### What the task requires
Repeat the records below word for word, but start at the line that contains "blue shirt shown", stop after the last line, and include nothing else.

Labeled-object pointing entries
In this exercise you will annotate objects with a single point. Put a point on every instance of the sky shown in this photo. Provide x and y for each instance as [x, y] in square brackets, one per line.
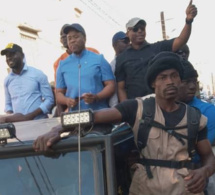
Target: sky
[102, 18]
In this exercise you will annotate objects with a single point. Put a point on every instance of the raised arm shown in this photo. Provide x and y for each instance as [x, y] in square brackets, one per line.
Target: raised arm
[182, 39]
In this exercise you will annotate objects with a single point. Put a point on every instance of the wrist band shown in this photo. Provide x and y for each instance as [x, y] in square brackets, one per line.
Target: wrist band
[189, 21]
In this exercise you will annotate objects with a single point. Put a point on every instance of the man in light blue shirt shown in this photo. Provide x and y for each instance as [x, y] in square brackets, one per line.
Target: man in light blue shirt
[27, 90]
[84, 75]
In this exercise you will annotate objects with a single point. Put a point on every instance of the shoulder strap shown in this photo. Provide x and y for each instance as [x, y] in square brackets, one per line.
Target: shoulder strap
[193, 121]
[145, 125]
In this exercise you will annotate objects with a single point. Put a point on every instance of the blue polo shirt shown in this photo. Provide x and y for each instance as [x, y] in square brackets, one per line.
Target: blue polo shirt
[94, 70]
[28, 91]
[207, 110]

### Reply
In this exercise you will annotate objects with a single point. Put a point on every instance of the man in light blue shirt shown in this photo. Provide x and y for each instance as [x, y] in square brackets, one per line.
Target: man in light blue shirt
[27, 90]
[84, 75]
In this exercise you will annotate objects with a single point. Put a point on every instance of the shoulder strap shown in this photo. Provide x and y for each instance as [x, y] in square brackets, one per line.
Target: shoulder strap
[193, 121]
[145, 125]
In this exercise you will annotate objects with a single point. Put a point on every instance of the blue polo shirt shown in this photo. Provide x and y for each instance as [x, y] in square brackets, one per line.
Target: blue polo shirt
[94, 70]
[28, 91]
[207, 110]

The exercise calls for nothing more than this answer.